--- Start Data listing ---

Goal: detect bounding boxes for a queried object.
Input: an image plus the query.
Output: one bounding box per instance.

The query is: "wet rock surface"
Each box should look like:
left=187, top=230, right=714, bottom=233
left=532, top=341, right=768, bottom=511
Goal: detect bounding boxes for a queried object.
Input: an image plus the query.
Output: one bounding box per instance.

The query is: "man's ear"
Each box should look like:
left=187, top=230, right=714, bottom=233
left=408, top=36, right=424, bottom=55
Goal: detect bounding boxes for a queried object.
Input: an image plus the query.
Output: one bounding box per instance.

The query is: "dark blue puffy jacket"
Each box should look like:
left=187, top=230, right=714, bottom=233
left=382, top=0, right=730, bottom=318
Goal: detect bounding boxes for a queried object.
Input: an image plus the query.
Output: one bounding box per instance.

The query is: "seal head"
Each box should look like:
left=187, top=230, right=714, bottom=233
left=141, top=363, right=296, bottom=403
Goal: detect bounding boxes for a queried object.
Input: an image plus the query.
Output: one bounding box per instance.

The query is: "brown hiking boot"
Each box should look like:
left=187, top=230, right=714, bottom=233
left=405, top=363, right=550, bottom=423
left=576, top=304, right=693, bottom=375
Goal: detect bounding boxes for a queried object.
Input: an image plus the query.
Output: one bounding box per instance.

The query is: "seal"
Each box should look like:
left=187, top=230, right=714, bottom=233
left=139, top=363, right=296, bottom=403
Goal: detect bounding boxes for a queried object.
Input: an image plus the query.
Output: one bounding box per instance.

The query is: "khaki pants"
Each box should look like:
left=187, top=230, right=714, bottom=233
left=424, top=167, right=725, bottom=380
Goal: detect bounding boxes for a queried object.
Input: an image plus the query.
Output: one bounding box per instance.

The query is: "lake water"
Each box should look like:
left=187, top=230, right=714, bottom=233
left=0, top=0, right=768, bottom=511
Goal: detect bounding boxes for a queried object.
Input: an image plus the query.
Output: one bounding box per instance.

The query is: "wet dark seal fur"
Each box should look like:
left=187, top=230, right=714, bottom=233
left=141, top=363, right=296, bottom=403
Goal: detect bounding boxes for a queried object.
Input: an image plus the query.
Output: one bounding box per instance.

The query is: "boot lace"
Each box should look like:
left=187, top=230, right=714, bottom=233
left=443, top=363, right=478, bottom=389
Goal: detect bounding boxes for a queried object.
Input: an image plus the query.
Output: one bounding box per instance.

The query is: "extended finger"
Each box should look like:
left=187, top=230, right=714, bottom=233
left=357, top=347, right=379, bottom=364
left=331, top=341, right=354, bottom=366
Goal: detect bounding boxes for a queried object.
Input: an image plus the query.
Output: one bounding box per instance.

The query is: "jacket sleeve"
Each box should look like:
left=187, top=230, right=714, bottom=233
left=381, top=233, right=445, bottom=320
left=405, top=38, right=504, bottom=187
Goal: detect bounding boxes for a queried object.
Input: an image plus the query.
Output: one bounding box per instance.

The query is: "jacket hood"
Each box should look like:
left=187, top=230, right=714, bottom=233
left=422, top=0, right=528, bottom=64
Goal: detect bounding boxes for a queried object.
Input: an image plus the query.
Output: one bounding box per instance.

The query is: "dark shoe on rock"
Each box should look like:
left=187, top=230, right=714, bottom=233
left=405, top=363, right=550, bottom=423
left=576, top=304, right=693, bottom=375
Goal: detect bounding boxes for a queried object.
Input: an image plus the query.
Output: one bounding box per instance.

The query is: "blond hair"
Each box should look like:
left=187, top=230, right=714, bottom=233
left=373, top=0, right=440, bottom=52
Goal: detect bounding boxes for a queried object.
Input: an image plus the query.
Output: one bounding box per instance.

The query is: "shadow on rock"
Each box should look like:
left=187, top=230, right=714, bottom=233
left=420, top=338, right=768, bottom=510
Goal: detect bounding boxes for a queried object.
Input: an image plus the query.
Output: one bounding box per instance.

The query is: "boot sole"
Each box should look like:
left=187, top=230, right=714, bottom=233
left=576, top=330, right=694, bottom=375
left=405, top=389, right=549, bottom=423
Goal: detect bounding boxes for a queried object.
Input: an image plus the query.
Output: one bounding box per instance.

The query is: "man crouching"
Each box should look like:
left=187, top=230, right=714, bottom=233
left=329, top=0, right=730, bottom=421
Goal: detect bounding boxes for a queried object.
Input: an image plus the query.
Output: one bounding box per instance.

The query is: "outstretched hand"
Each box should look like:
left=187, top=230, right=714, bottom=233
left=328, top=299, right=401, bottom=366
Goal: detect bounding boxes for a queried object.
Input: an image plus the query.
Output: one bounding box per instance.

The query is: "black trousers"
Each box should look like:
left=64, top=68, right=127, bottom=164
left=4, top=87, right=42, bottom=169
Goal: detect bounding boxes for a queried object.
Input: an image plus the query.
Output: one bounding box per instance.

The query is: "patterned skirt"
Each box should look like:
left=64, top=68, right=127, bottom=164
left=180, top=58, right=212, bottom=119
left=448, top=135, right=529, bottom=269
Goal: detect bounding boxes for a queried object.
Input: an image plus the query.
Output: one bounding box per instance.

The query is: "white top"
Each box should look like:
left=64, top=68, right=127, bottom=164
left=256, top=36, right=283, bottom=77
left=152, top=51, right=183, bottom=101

--- End Data listing ---

To do:
How many lines in the records above contain the string "seal"? Treat uppercase and lowercase as different, and reply with the number only.

Response to this exercise:
3